What you need to do: Please filter the listing below and copy out the lines that hold "Outline".

::::::::::

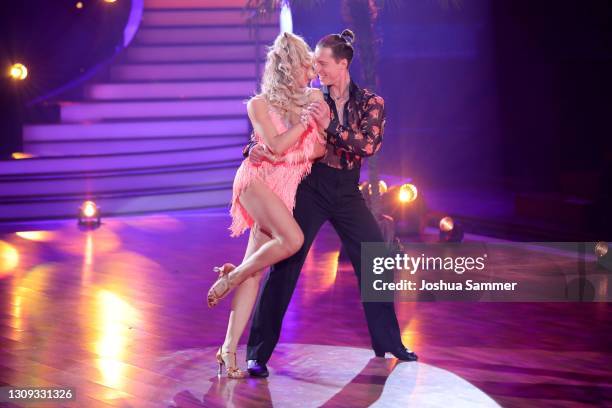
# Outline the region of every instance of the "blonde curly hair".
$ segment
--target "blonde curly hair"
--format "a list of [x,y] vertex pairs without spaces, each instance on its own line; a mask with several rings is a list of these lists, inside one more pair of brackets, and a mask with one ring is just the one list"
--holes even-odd
[[307,88],[297,82],[305,70],[312,70],[312,50],[298,35],[282,33],[268,48],[261,81],[261,95],[286,116],[288,112],[308,104]]

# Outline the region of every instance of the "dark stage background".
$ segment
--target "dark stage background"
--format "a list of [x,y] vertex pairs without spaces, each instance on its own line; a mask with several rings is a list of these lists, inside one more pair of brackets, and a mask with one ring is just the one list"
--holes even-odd
[[[40,113],[42,100],[30,108],[26,105],[50,97],[118,51],[130,2],[109,7],[103,1],[86,1],[81,9],[76,4],[76,0],[0,4],[0,160],[21,151],[23,122],[45,119]],[[33,70],[24,83],[13,83],[5,75],[14,61]],[[74,91],[70,88],[58,96],[67,98]]]
[[[52,122],[53,100],[24,109],[28,101],[117,52],[130,2],[103,3],[1,6],[2,62],[18,56],[36,70],[20,89],[3,77],[3,159],[20,150],[21,121]],[[612,2],[384,3],[382,173],[411,179],[433,210],[464,217],[475,230],[486,224],[480,232],[610,238]],[[294,31],[313,46],[340,32],[341,5],[294,1]],[[359,41],[359,28],[350,28]],[[359,82],[359,55],[353,64]],[[78,100],[80,90],[59,98]]]
[[[346,26],[340,1],[294,9],[311,44]],[[587,200],[583,228],[607,233],[610,21],[609,1],[387,2],[383,173],[429,189],[524,194],[528,214],[544,195],[559,223],[568,214],[554,214],[555,200]],[[359,81],[358,57],[352,72]]]

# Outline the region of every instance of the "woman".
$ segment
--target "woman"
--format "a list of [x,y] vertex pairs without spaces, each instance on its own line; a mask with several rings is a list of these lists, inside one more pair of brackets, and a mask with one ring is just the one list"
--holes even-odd
[[308,88],[314,78],[308,44],[290,33],[279,35],[270,48],[261,84],[262,92],[247,103],[254,137],[269,151],[259,166],[244,160],[234,179],[231,236],[250,228],[242,263],[215,268],[219,278],[208,291],[209,307],[234,288],[235,296],[225,342],[217,351],[219,374],[226,367],[230,378],[246,373],[236,366],[236,348],[251,315],[263,270],[296,253],[304,241],[293,218],[297,186],[312,161],[325,153],[325,140],[307,110],[322,101],[318,89]]

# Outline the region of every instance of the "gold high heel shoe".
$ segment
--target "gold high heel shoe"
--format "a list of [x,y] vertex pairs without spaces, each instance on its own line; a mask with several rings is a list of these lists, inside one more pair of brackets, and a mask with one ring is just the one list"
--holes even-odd
[[[236,266],[231,263],[223,264],[222,267],[215,266],[213,268],[213,271],[219,272],[219,277],[210,287],[208,294],[206,295],[206,303],[208,304],[208,307],[212,308],[217,306],[219,301],[227,296],[227,294],[230,292],[232,286],[230,285],[229,273],[234,269],[236,269]],[[217,284],[220,286],[218,291],[215,289]]]
[[[224,357],[225,356],[225,357]],[[230,365],[230,357],[234,358],[234,364]],[[240,379],[245,378],[247,373],[242,371],[237,367],[236,363],[236,353],[232,353],[230,351],[223,352],[221,347],[217,350],[217,363],[219,364],[219,369],[217,370],[217,375],[221,376],[223,374],[223,367],[225,367],[225,371],[227,372],[227,378]]]

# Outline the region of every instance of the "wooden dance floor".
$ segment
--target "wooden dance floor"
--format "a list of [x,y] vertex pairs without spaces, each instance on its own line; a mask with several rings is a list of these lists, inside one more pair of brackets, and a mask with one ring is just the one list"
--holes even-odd
[[[74,221],[0,233],[0,386],[74,387],[4,406],[612,406],[609,303],[398,303],[416,363],[369,349],[356,278],[325,226],[267,379],[216,376],[229,301],[204,295],[242,259],[225,214]],[[245,342],[239,364],[244,367]],[[1,403],[0,403],[1,405]]]

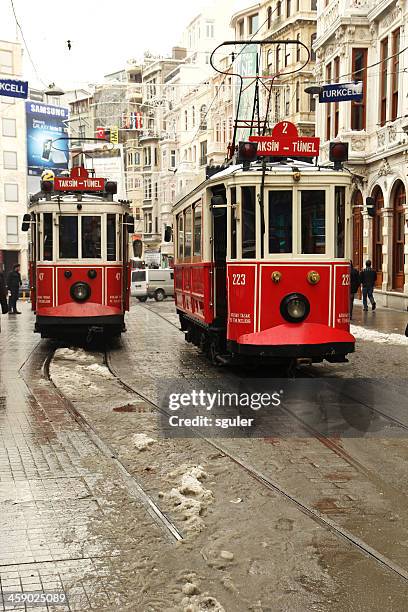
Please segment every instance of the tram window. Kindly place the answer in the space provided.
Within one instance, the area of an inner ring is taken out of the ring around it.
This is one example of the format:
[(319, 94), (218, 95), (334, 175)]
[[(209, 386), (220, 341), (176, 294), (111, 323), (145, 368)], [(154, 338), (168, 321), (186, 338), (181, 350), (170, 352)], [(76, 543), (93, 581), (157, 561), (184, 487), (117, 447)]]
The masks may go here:
[(344, 257), (344, 231), (346, 225), (346, 190), (344, 187), (336, 187), (334, 192), (335, 214), (336, 214), (336, 241), (335, 257)]
[(292, 192), (269, 192), (269, 253), (292, 252)]
[(201, 203), (194, 207), (194, 251), (193, 255), (199, 257), (201, 255), (201, 219), (202, 206)]
[(78, 258), (78, 217), (62, 215), (59, 218), (59, 257)]
[(178, 237), (178, 245), (177, 245), (177, 255), (179, 259), (183, 259), (183, 245), (184, 245), (184, 217), (183, 213), (180, 213), (177, 216), (177, 237)]
[(184, 215), (184, 257), (191, 257), (191, 208)]
[(324, 191), (302, 191), (302, 253), (326, 252), (326, 204)]
[(255, 187), (241, 187), (242, 193), (242, 257), (256, 257)]
[(237, 217), (234, 206), (237, 203), (237, 189), (231, 189), (231, 259), (237, 258)]
[(116, 215), (106, 216), (106, 246), (106, 259), (116, 261)]
[(52, 213), (44, 213), (44, 261), (52, 261)]
[(100, 259), (101, 257), (101, 218), (99, 216), (81, 217), (82, 257)]

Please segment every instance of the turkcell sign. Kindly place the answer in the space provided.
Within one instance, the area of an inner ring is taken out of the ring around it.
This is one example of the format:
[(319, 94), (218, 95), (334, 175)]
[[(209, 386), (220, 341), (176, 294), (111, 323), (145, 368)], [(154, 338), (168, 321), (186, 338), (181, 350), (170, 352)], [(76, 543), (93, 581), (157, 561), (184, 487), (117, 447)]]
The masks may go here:
[(363, 82), (357, 83), (331, 83), (323, 85), (319, 94), (319, 102), (347, 102), (349, 100), (363, 99)]
[(55, 191), (103, 191), (105, 179), (103, 178), (73, 178), (61, 176), (54, 179)]
[(0, 79), (0, 96), (9, 98), (28, 98), (28, 81)]

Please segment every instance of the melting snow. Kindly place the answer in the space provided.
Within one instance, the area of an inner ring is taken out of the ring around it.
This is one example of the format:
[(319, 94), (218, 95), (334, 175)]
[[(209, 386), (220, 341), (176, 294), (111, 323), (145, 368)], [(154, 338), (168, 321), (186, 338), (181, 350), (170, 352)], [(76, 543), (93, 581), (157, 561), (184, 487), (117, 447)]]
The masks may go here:
[(167, 493), (167, 499), (178, 512), (183, 514), (187, 526), (192, 531), (201, 531), (204, 528), (201, 516), (214, 499), (213, 492), (203, 487), (201, 483), (207, 474), (200, 465), (193, 467), (184, 465), (170, 476), (180, 477), (180, 484)]
[(375, 329), (367, 329), (360, 325), (351, 325), (350, 332), (358, 340), (368, 340), (379, 344), (400, 344), (408, 346), (408, 338), (402, 334), (386, 334)]
[(146, 448), (148, 448), (157, 441), (153, 440), (153, 438), (149, 438), (149, 436), (146, 436), (146, 434), (144, 433), (134, 434), (132, 439), (134, 445), (139, 451), (146, 450)]

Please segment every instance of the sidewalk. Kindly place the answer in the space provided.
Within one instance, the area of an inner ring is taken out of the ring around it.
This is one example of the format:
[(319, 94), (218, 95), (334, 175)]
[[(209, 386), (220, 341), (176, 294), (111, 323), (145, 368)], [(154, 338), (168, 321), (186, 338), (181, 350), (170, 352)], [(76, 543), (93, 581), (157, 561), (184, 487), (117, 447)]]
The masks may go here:
[(364, 312), (362, 302), (355, 300), (351, 323), (352, 325), (360, 325), (384, 334), (404, 335), (408, 323), (408, 312), (378, 306), (372, 311), (371, 305), (368, 312)]

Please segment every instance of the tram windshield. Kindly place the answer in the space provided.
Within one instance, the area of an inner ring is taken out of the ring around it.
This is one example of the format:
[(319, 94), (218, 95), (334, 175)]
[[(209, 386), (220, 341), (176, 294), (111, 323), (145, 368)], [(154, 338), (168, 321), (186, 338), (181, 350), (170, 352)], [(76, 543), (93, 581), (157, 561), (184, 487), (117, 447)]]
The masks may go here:
[(82, 257), (100, 259), (101, 257), (101, 218), (99, 216), (81, 217)]
[(59, 219), (59, 258), (78, 258), (78, 217), (62, 215)]
[(326, 200), (323, 190), (301, 192), (302, 253), (326, 252)]
[(270, 191), (269, 253), (292, 252), (292, 191)]

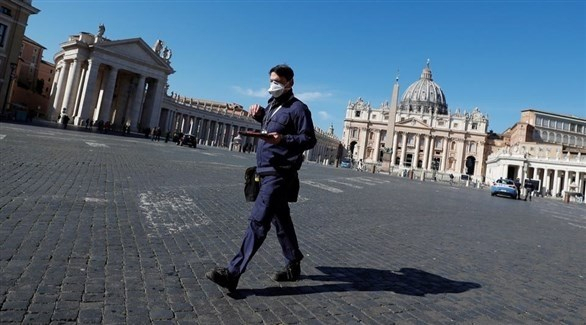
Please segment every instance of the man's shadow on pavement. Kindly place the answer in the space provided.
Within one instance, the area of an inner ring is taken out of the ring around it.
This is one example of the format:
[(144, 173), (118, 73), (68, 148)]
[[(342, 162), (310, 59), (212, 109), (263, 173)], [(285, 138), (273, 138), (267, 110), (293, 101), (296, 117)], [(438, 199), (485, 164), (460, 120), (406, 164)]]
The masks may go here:
[(242, 289), (231, 293), (230, 296), (235, 299), (243, 299), (248, 296), (291, 296), (344, 291), (392, 291), (402, 295), (425, 296), (426, 294), (462, 293), (481, 287), (478, 283), (450, 280), (413, 268), (389, 271), (318, 266), (317, 269), (324, 274), (303, 276), (301, 281), (313, 280), (332, 283)]

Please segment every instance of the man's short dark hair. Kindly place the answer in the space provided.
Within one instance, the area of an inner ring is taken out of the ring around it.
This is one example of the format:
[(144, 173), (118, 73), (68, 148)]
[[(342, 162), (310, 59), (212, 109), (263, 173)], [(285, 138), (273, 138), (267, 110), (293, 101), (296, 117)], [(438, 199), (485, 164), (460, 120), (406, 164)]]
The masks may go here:
[(276, 73), (277, 76), (287, 79), (287, 81), (291, 81), (294, 76), (293, 69), (291, 69), (291, 67), (286, 64), (279, 64), (272, 67), (271, 71), (269, 71), (269, 74), (273, 72)]

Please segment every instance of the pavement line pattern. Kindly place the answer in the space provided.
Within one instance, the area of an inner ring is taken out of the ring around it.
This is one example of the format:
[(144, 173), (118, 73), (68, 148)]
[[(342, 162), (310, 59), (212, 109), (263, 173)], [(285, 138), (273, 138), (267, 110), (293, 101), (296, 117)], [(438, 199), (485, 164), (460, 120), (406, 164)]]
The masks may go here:
[(376, 179), (376, 178), (370, 178), (370, 177), (359, 177), (360, 179), (364, 179), (364, 180), (368, 180), (370, 182), (373, 183), (378, 183), (378, 184), (385, 184), (385, 183), (390, 183), (391, 181), (389, 180), (385, 180), (385, 179)]
[(104, 143), (97, 143), (97, 142), (87, 142), (87, 145), (94, 148), (108, 148), (108, 145)]
[(360, 186), (360, 185), (354, 185), (354, 184), (350, 184), (350, 183), (346, 183), (346, 182), (340, 182), (340, 181), (337, 181), (335, 179), (328, 179), (328, 182), (332, 182), (332, 183), (336, 183), (336, 184), (342, 184), (342, 185), (346, 185), (346, 186), (349, 186), (349, 187), (352, 187), (352, 188), (364, 188), (363, 186)]
[(369, 186), (375, 185), (371, 181), (369, 181), (368, 179), (365, 179), (365, 178), (346, 177), (346, 179), (349, 181), (357, 182), (357, 183), (364, 184), (364, 185), (369, 185)]
[(210, 218), (186, 193), (147, 191), (139, 194), (139, 200), (139, 207), (153, 230), (150, 237), (160, 232), (175, 234), (211, 223)]
[(0, 134), (0, 140), (6, 138), (6, 134)]
[(309, 186), (317, 187), (319, 189), (326, 190), (326, 191), (329, 191), (329, 192), (332, 192), (332, 193), (342, 193), (342, 192), (344, 192), (343, 190), (341, 190), (339, 188), (331, 187), (331, 186), (328, 186), (328, 185), (325, 185), (325, 184), (322, 184), (322, 183), (317, 183), (317, 182), (314, 182), (314, 181), (301, 181), (301, 183), (307, 184)]

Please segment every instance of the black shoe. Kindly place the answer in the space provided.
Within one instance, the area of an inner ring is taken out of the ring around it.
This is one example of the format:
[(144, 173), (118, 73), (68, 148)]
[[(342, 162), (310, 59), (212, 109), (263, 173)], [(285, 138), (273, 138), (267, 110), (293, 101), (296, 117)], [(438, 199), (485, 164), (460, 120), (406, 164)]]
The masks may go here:
[(210, 279), (220, 287), (224, 287), (228, 289), (228, 291), (233, 292), (238, 286), (238, 279), (240, 277), (231, 275), (225, 267), (217, 267), (207, 272), (206, 278)]
[(297, 281), (301, 278), (301, 262), (287, 264), (281, 271), (273, 275), (273, 280), (277, 282)]

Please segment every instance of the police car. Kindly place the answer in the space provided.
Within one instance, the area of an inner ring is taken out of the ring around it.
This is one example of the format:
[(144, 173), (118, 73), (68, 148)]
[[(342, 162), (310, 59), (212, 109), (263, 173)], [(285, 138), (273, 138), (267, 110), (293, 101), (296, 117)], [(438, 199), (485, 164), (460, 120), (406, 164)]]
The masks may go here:
[(508, 196), (512, 199), (516, 199), (517, 187), (515, 186), (515, 181), (506, 178), (497, 179), (490, 186), (490, 195), (502, 195)]

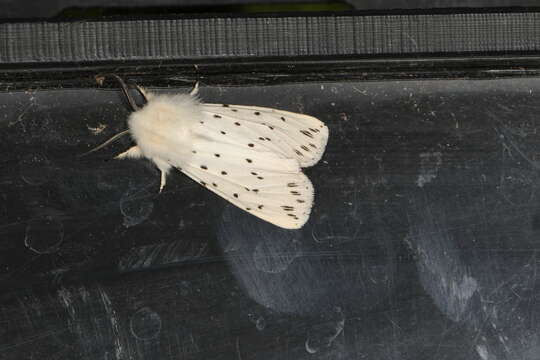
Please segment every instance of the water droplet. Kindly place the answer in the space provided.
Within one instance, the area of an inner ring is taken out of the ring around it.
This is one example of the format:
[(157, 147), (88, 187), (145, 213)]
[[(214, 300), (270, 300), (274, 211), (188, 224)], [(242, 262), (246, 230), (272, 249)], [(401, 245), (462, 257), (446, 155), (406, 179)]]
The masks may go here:
[(505, 169), (500, 180), (499, 191), (511, 204), (530, 203), (536, 193), (536, 175), (525, 169)]
[(154, 202), (140, 191), (128, 190), (120, 199), (120, 211), (124, 215), (124, 226), (135, 226), (150, 217)]
[(188, 296), (192, 293), (191, 284), (189, 283), (189, 281), (186, 281), (186, 280), (180, 281), (179, 288), (180, 288), (180, 295), (182, 296)]
[(329, 348), (345, 327), (345, 316), (340, 307), (335, 307), (333, 312), (323, 318), (328, 321), (314, 326), (305, 342), (306, 351), (310, 354), (315, 354), (323, 347)]
[(304, 346), (306, 347), (306, 351), (310, 354), (315, 354), (319, 351), (319, 346), (312, 347), (313, 345), (310, 344), (310, 339), (306, 340), (306, 343), (304, 344)]
[(130, 327), (139, 340), (155, 339), (161, 332), (161, 317), (149, 307), (143, 307), (131, 317)]
[(28, 185), (38, 186), (49, 181), (51, 164), (43, 154), (29, 154), (19, 161), (19, 174)]
[(248, 314), (249, 321), (255, 324), (257, 330), (262, 331), (266, 328), (266, 320), (257, 314)]
[(64, 241), (64, 226), (50, 216), (33, 219), (26, 225), (24, 245), (37, 254), (58, 251)]

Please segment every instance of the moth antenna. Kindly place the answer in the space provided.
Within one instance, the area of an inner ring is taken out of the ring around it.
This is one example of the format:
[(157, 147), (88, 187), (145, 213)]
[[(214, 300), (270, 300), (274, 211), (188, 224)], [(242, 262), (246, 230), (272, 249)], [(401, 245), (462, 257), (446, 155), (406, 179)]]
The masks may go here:
[(89, 150), (89, 151), (85, 152), (84, 154), (79, 155), (79, 157), (83, 157), (83, 156), (86, 156), (88, 154), (93, 153), (94, 151), (98, 151), (99, 149), (103, 149), (105, 146), (109, 145), (113, 141), (116, 141), (117, 139), (119, 139), (122, 136), (127, 135), (127, 134), (129, 134), (129, 130), (124, 130), (122, 132), (119, 132), (118, 134), (111, 137), (109, 140), (105, 141), (103, 144), (98, 145), (95, 148), (93, 148), (92, 150)]
[[(118, 81), (118, 83), (120, 84), (120, 87), (122, 88), (122, 92), (124, 93), (126, 99), (129, 102), (129, 105), (131, 106), (133, 111), (139, 110), (139, 106), (135, 103), (135, 100), (133, 100), (133, 97), (129, 94), (128, 86), (126, 85), (126, 83), (124, 82), (124, 80), (120, 76), (118, 76), (116, 74), (99, 74), (99, 75), (96, 75), (96, 81), (98, 82), (98, 84), (100, 84), (100, 83), (102, 84), (103, 83), (103, 78), (106, 77), (106, 76), (111, 76), (111, 77), (115, 78)], [(141, 89), (138, 86), (137, 86), (137, 89), (141, 92), (144, 99), (147, 100), (146, 93), (144, 91), (141, 91)]]
[(139, 93), (143, 97), (144, 101), (148, 102), (148, 99), (150, 98), (150, 94), (148, 94), (143, 87), (141, 87), (141, 86), (139, 86), (137, 84), (134, 84), (134, 86), (137, 88), (137, 90), (139, 90)]

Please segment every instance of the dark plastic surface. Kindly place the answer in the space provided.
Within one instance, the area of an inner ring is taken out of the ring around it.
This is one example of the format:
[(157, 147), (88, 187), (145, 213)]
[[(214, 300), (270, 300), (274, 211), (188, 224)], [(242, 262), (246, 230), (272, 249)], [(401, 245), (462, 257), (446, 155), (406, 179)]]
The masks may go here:
[(125, 128), (119, 91), (0, 93), (0, 358), (537, 359), (539, 94), (202, 84), (328, 124), (285, 231), (179, 172), (158, 194), (150, 163), (112, 160), (128, 139), (77, 158)]
[[(330, 3), (330, 4), (328, 4)], [(306, 10), (327, 7), (353, 7), (357, 10), (389, 9), (434, 9), (434, 8), (501, 8), (538, 6), (535, 0), (0, 0), (0, 19), (44, 18), (86, 14), (96, 16), (102, 13), (163, 14), (182, 12), (222, 12), (253, 10), (256, 7), (242, 5), (264, 5), (266, 11), (276, 12), (294, 4), (303, 5)]]

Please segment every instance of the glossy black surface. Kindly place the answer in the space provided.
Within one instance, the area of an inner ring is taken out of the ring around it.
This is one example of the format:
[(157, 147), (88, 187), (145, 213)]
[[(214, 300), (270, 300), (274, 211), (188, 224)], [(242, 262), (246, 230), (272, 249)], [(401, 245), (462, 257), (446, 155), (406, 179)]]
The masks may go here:
[(0, 0), (0, 19), (74, 18), (111, 15), (535, 7), (534, 0)]
[(1, 359), (538, 357), (537, 78), (200, 93), (327, 123), (310, 221), (179, 172), (158, 194), (127, 138), (78, 158), (125, 128), (119, 91), (0, 93)]

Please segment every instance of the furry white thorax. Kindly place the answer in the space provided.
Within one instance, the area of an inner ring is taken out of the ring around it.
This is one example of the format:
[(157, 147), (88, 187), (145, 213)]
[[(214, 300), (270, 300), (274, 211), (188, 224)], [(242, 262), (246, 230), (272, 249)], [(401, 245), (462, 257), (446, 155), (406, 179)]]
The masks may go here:
[[(199, 100), (188, 94), (147, 94), (148, 103), (128, 119), (131, 135), (142, 155), (152, 160), (178, 163), (189, 156), (191, 129), (202, 121)], [(178, 161), (179, 160), (179, 161)]]

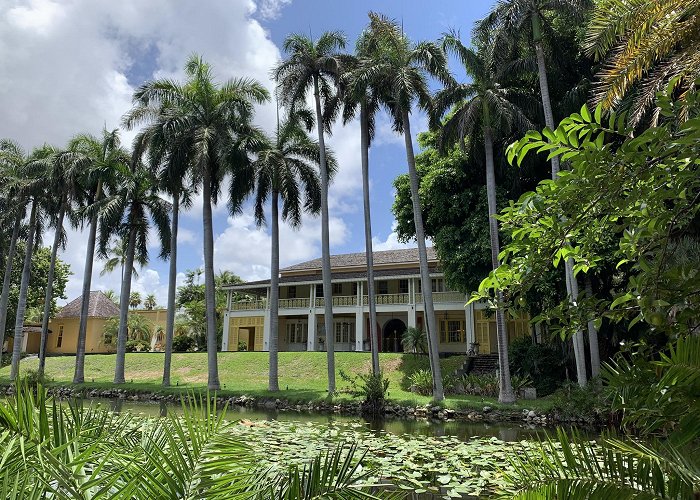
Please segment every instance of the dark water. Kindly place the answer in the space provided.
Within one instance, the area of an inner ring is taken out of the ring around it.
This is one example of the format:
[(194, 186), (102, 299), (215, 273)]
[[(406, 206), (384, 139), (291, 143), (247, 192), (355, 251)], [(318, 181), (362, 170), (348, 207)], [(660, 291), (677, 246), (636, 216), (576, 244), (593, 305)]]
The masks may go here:
[[(87, 402), (87, 401), (86, 401)], [(152, 417), (166, 416), (170, 412), (181, 411), (176, 404), (146, 403), (137, 401), (125, 401), (123, 399), (91, 399), (92, 404), (114, 412), (132, 412)], [(525, 422), (485, 423), (469, 421), (431, 421), (415, 419), (368, 419), (360, 416), (345, 416), (335, 414), (319, 414), (308, 412), (281, 412), (276, 410), (251, 409), (246, 407), (232, 407), (227, 411), (229, 420), (279, 420), (293, 422), (313, 422), (318, 424), (363, 422), (370, 431), (384, 431), (397, 435), (415, 434), (423, 436), (455, 436), (462, 440), (473, 437), (496, 437), (502, 441), (530, 440), (543, 437), (548, 432), (546, 429), (531, 426)]]

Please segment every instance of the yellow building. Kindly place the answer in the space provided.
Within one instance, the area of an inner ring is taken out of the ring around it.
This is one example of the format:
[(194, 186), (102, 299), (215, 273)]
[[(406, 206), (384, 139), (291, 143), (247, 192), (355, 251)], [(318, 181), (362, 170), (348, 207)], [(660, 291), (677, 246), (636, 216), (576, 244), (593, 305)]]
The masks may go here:
[[(447, 288), (435, 250), (428, 248), (428, 267), (442, 353), (497, 352), (496, 318), (486, 304), (465, 305), (468, 297)], [(333, 331), (337, 351), (369, 351), (367, 261), (364, 253), (331, 256)], [(374, 252), (379, 349), (401, 352), (407, 327), (425, 329), (425, 307), (415, 248)], [(325, 350), (326, 332), (321, 259), (280, 270), (280, 351)], [(224, 287), (228, 291), (222, 350), (267, 351), (270, 340), (270, 280)], [(244, 293), (247, 301), (234, 301)], [(527, 317), (509, 320), (508, 340), (530, 335)], [(476, 347), (476, 345), (474, 346)]]

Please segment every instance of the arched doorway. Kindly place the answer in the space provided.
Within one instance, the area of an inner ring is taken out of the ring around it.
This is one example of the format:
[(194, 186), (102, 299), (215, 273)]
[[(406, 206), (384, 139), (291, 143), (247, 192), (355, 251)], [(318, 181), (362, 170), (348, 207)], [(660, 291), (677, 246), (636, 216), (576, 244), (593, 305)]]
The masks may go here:
[(406, 323), (396, 318), (389, 320), (382, 331), (382, 352), (403, 352), (401, 337), (405, 331)]

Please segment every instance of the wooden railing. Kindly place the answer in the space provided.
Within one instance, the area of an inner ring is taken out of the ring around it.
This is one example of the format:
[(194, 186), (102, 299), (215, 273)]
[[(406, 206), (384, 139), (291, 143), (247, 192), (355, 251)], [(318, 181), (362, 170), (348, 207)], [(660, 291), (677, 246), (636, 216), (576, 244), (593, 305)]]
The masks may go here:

::::::::::

Response area:
# Outline the region of every instance of the "blonde curly hair".
# Outline the region of every instance of the "dark stage background".
# Outline the region of every instance of the "woman".
# Outline the region of every instance of the "gold high heel shoe".
# Outline the region of every instance of the "wooden dance floor".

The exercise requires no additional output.